[CHALLENGE]:
Reproduce all the lines below exactly and omit the images.

[DATA SUPPLIED]:
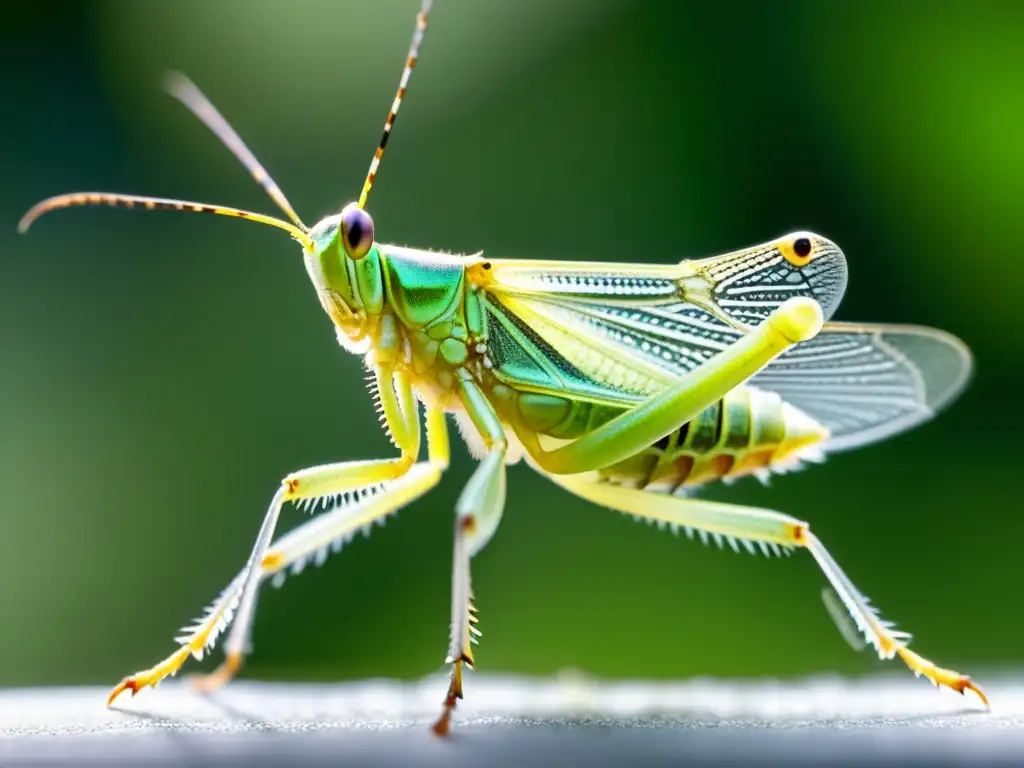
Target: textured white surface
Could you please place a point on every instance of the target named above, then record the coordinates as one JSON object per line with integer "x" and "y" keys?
{"x": 517, "y": 721}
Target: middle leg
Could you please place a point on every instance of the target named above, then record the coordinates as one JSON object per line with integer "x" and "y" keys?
{"x": 477, "y": 513}
{"x": 398, "y": 406}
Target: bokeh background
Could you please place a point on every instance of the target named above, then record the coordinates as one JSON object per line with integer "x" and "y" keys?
{"x": 160, "y": 373}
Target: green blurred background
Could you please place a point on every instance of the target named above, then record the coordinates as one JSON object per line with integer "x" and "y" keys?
{"x": 160, "y": 373}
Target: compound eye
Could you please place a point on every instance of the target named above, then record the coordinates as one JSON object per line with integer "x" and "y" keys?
{"x": 356, "y": 230}
{"x": 798, "y": 249}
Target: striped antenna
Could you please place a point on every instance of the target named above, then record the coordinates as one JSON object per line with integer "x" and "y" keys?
{"x": 185, "y": 91}
{"x": 414, "y": 52}
{"x": 154, "y": 204}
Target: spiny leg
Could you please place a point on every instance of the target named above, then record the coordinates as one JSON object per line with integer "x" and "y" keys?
{"x": 749, "y": 524}
{"x": 477, "y": 514}
{"x": 332, "y": 529}
{"x": 398, "y": 407}
{"x": 798, "y": 320}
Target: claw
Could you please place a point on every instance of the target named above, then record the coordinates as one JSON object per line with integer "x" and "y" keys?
{"x": 947, "y": 678}
{"x": 150, "y": 677}
{"x": 443, "y": 724}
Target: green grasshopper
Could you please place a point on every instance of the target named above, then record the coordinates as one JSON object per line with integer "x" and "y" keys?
{"x": 629, "y": 385}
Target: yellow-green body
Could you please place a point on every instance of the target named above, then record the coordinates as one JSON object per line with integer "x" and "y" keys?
{"x": 626, "y": 384}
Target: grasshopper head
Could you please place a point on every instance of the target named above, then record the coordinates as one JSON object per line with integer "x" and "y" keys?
{"x": 344, "y": 265}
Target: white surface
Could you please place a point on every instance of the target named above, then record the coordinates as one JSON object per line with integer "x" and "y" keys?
{"x": 517, "y": 721}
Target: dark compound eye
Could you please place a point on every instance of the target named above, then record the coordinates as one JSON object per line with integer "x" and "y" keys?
{"x": 356, "y": 230}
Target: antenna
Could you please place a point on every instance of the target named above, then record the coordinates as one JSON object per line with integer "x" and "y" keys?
{"x": 154, "y": 204}
{"x": 414, "y": 53}
{"x": 185, "y": 91}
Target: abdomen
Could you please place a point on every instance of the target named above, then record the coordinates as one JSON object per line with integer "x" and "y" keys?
{"x": 750, "y": 431}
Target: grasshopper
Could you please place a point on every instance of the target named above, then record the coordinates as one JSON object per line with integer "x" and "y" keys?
{"x": 630, "y": 385}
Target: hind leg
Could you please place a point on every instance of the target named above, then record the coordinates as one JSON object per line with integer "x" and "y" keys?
{"x": 748, "y": 525}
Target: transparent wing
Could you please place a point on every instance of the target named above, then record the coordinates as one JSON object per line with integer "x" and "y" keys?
{"x": 863, "y": 382}
{"x": 867, "y": 382}
{"x": 739, "y": 289}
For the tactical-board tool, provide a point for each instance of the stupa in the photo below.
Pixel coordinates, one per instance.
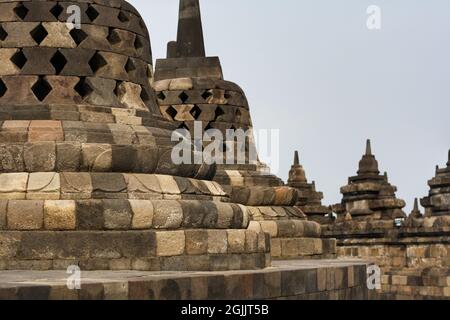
(309, 199)
(369, 197)
(190, 88)
(437, 204)
(86, 176)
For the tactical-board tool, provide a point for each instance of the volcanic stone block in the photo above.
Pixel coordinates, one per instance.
(25, 215)
(225, 215)
(236, 241)
(143, 186)
(181, 84)
(217, 242)
(90, 215)
(22, 88)
(60, 215)
(143, 213)
(102, 92)
(168, 214)
(270, 227)
(44, 185)
(76, 185)
(40, 156)
(114, 67)
(3, 212)
(170, 243)
(68, 157)
(19, 34)
(62, 93)
(97, 157)
(130, 96)
(108, 185)
(117, 214)
(77, 61)
(196, 242)
(58, 35)
(168, 184)
(8, 67)
(12, 158)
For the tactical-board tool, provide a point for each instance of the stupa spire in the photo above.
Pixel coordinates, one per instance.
(190, 42)
(368, 164)
(296, 159)
(368, 148)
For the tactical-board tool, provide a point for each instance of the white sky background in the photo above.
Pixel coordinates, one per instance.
(312, 69)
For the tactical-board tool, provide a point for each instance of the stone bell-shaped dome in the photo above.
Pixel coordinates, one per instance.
(86, 174)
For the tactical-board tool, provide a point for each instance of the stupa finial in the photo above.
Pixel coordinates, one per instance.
(368, 148)
(296, 159)
(190, 42)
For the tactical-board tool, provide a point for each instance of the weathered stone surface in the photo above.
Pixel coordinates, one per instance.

[ANSWER TO THIS PROBLEM]:
Target: textured white surface
Could you please place a point on every instance of the target named above, then record the coordinates as one JSON object per line with integer "x" and "y" keys?
{"x": 517, "y": 721}
Target: middle leg
Could you please place a point on every instance of the target named above, then record the coordinates as one JSON object per line with integer "x" and "y" keys?
{"x": 477, "y": 513}
{"x": 398, "y": 406}
Target: bokeh background
Could you please place a point on every instance of the target named above, then record the coordinates as one JSON object per line with integer "x" and "y" keys?
{"x": 160, "y": 373}
Target: green blurred background
Could you please place a point on every instance of the target named above, then record the coordinates as one JSON object per line with integer "x" and "y" keys?
{"x": 160, "y": 373}
Target: compound eye
Could you please place a point on every instance of the target named above, then record the coordinates as one JSON object per line with integer "x" and "y" keys?
{"x": 356, "y": 230}
{"x": 798, "y": 249}
Target: striped antenna
Could you please place a point on every instance of the target named above, then record the coordinates as one JSON object per line with integer "x" and "y" keys?
{"x": 185, "y": 91}
{"x": 414, "y": 52}
{"x": 154, "y": 204}
Target: spiny leg
Could you please place a point on every instance of the target named above, then record the coordinates as one JSON object per line with integer "x" and "y" keys?
{"x": 749, "y": 524}
{"x": 477, "y": 514}
{"x": 332, "y": 529}
{"x": 398, "y": 407}
{"x": 798, "y": 320}
Target: claw
Could you please place a point on every instance of the target named above, then record the coordinates as one JSON object per line with integer "x" and "y" keys?
{"x": 947, "y": 678}
{"x": 150, "y": 677}
{"x": 443, "y": 724}
Target: green grasshopper
Could you please place a point on every instance of the target named above, then record the coordinates as one JSON object per line with integer "x" and "y" keys?
{"x": 629, "y": 385}
Target: yellow-green body
Could you please place a point on every instance of the target named above, then record the coordinates as one JSON object per line with integer "x" and "y" keys?
{"x": 626, "y": 384}
Target: grasshopper head
Could you please place a point on every instance of the target named above, then record the coordinates as one JSON object per line with integer "x" and "y" keys?
{"x": 344, "y": 265}
Target: white surface
Could you please place a point on every instance of the target named above, then record the coordinates as one JSON object per line with integer "x" and "y" keys?
{"x": 517, "y": 721}
Target: dark compound eye
Could you please place a point on every instance of the target named above, then record the coordinates as one JSON object per line with integer "x" and "y" keys?
{"x": 356, "y": 230}
Target: antenna
Could you please place a point on every instance of the target named above, then record the coordinates as one JSON object per line with integer "x" and "y" keys?
{"x": 154, "y": 204}
{"x": 414, "y": 53}
{"x": 185, "y": 91}
Target: abdomen
Could you please place a point on every instance of the target named above, then record the coordinates as one JSON object per line with integer "x" and "y" keys?
{"x": 750, "y": 431}
Target: grasshopper
Could you please place a point on every instance of the target named above, then record the coordinates as one JSON object per line with integer "x" and "y" keys?
{"x": 630, "y": 385}
Target: hind leg
Could you please place a point on every instance of the target named above, then record the coordinates as one JSON object per line with integer "x" and "y" keys?
{"x": 748, "y": 525}
Target: transparent wing
Could you please place a point on every instance of the target named above, then record the coordinates as one JSON object per line with integer "x" and "y" keys?
{"x": 863, "y": 382}
{"x": 867, "y": 382}
{"x": 739, "y": 289}
For the tactical-board tool, provide a point for each instance of the stupa in the photo below.
Pixel coordinates, one per instance.
(309, 199)
(369, 197)
(190, 88)
(437, 204)
(86, 176)
For the tactical-board tool, provide a point for each instance of the volcanic stone block in the photo above.
Pixel coordinates, one per instance.
(25, 215)
(225, 215)
(236, 241)
(143, 186)
(181, 84)
(217, 242)
(90, 215)
(22, 88)
(60, 215)
(143, 213)
(102, 92)
(168, 214)
(270, 227)
(44, 185)
(76, 185)
(40, 156)
(114, 67)
(3, 212)
(170, 243)
(68, 157)
(19, 34)
(62, 93)
(97, 157)
(130, 96)
(108, 185)
(117, 214)
(77, 61)
(196, 242)
(58, 35)
(168, 184)
(8, 67)
(12, 158)
For the tactical-board tool, provide a point for each instance of the stupa spire in the photo above.
Pixel coordinates, one per instance.
(190, 42)
(368, 164)
(296, 159)
(368, 148)
For the tactical-board tool, provide a point for each instance of the white sky background in the photo above.
Pixel coordinates, one per instance.
(312, 69)
For the tactical-board tool, provide a point for each instance of the stone bell-shaped dome in the photo above.
Pixel coordinates, one per instance.
(86, 174)
For the tactical-board tool, provide a point for each instance of the stupa finial in the photo above.
Pixel coordinates, one per instance.
(368, 148)
(296, 159)
(190, 42)
For the tactical-board tool, provide a point for each instance of the weathered stone surface in the photo above.
Pixel coordinates, one per instance.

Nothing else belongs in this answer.